Danish hypercar manufacturer Zenvo was also in attendance with the TSR-S, complete with 1,193hp, an extensively carbon-fibre body and that towering rear wing which is active; look it up online and you can see how much it leans, tilts and folds according to how the driver is on or off the throttle, or turning the wheel. One final global debut came from Engler, the company of Slovakian nutcase Victor Engler. The Superquad is basically the guts of an Audi R8 V10 (engine, headlights, rear lamp clusters), only boosted to beyond 1,100hp. Control, such as it is, comes from a set of bike headlamps and the two ‘occupants’ sit exposed to the elements in a motorcycle-like ‘rider and pillion’ arrangement. Given that the Superquad can do more than 350km/h, as it only weighs a mere 1,100kg, you’d have to be a special kind of insane to convince us to ride/drive it. Especially as our eyes still haven’t recovered from simply looking at it.
Maybe not global but certainly European debuts were also handed to the Tour De Force TDF-1 (it’s an old Marussia or Sauber F1 chassis from 2012, only given a four-cylinder engine to make it easier to maintain and therefore the only real way of privately owning a modern-day F1 machine), the all-electric Aspark Owl hypercar (2,012hp and 2,000Nm, 0-100km/h in 1.9 sick-inducing seconds) and the Personal Air Land Vehicle (the PAL-V and yes, it’s a flying car). Swedish loons Koenigsegg brought along the Gemera four-seat ‘mega-GT’, which has a mid-bending drivetrain spec of a 2.0-litre, three-cylinder turbocharged engine with three electric motors for 1,724hp in total, while the Bugatti Chiron Super Sport 300+ prototype made its debut in the UK after it attained a production-car speed record of 490.484km/h. Perhaps more in the real world, and it’s not often you say this about a vehicle from this particular marque, but Rolls-Royce showed off the latest Ghost to the public, a car which our man Neil has already driven.
Our favourite vehicle of the show, though, was not one making a world or even European debut in public. It was the Lotus Evija, the 2,000hp all-electric, 4×4 hypercar from the sports car manufacturer. In searing yellow paint and with its stunningly pared back interior (the Evija weighs around 1,600kg, which might look abominably heavy for a Lotus but which is astonishingly light for something so powerful that’s also an EV) on show, this car looks every inch the €1.8 million bombshell that its parent manufacturer wants it to be. We have strong levels of ‘want’ for the ‘Ev-eye-ah’ (proper pronunciation).

Recorded information
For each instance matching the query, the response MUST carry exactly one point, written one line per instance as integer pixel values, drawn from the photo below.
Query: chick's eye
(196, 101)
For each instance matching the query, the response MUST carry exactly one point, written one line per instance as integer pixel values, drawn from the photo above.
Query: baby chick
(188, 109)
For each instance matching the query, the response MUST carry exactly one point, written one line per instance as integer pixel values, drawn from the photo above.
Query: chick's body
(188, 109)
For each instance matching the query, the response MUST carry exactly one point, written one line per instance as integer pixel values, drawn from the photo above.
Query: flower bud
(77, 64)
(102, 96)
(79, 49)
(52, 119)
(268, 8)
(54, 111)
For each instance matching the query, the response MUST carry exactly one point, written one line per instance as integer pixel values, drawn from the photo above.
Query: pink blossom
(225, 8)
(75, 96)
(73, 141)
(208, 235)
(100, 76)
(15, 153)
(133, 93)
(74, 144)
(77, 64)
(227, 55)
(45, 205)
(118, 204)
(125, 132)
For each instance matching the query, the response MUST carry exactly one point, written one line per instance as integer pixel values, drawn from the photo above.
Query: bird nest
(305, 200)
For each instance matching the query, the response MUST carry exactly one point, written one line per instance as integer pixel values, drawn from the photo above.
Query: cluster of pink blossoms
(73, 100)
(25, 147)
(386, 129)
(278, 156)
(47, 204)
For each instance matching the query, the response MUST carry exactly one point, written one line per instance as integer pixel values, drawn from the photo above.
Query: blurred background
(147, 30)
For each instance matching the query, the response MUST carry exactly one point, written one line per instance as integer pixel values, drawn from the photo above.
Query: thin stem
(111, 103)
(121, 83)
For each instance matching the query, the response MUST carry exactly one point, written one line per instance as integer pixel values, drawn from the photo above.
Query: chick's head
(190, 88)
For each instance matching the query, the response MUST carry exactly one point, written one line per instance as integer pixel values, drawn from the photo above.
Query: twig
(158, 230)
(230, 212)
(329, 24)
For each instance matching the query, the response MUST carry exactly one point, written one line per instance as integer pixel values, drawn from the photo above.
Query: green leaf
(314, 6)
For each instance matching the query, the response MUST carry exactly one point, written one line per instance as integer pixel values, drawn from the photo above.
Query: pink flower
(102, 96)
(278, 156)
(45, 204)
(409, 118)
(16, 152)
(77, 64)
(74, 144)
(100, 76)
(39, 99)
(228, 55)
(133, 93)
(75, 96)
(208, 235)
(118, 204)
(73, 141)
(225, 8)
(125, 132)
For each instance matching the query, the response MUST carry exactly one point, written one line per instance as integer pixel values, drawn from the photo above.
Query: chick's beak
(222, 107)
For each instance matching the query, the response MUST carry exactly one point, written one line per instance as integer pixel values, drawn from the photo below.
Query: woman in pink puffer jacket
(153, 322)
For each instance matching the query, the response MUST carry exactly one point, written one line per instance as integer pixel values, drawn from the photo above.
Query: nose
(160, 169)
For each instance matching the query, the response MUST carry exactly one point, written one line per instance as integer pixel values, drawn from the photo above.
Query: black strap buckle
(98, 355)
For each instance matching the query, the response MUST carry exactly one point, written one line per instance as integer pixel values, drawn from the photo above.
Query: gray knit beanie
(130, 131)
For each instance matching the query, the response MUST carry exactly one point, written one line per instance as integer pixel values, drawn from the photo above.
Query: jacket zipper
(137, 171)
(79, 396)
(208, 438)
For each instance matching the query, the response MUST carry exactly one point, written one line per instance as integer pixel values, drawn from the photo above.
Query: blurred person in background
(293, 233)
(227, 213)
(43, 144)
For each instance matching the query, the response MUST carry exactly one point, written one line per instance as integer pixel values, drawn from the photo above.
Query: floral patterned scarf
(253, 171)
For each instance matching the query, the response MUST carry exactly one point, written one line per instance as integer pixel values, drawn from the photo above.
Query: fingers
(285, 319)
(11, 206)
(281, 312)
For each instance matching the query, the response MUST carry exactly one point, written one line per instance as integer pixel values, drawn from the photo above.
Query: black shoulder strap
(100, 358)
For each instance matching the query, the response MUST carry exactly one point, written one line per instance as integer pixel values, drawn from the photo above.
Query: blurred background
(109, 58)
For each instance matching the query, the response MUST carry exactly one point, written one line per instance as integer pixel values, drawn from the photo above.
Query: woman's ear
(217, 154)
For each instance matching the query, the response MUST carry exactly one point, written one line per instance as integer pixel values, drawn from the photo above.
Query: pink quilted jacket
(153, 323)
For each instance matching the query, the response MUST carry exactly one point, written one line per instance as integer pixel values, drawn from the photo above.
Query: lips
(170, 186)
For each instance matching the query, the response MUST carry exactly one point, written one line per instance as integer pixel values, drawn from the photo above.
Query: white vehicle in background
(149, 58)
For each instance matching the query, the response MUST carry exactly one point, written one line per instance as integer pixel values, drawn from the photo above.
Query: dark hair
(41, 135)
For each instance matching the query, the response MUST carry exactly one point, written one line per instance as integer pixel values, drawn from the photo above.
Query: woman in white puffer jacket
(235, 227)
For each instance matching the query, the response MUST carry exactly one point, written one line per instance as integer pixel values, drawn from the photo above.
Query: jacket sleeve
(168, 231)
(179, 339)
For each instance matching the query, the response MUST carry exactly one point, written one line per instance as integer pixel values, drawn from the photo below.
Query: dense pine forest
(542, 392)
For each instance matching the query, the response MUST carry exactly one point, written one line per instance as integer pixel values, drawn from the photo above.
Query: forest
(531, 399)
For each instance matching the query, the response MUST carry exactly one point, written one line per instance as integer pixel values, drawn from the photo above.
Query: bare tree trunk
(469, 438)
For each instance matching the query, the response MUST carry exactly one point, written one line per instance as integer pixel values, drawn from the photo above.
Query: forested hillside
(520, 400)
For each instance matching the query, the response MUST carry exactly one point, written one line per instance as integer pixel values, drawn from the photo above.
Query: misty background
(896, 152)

Exercise prompt
List every vehicle in the car show report above for which a horsepower figure is given, along with that figure.

Exercise result
- Zenvo TSR-S: 1,193hp
- Engler Superquad: beyond 1,100hp
- Aspark Owl: 2,012hp
- Koenigsegg Gemera: 1,724hp in total
- Lotus Evija: 2,000hp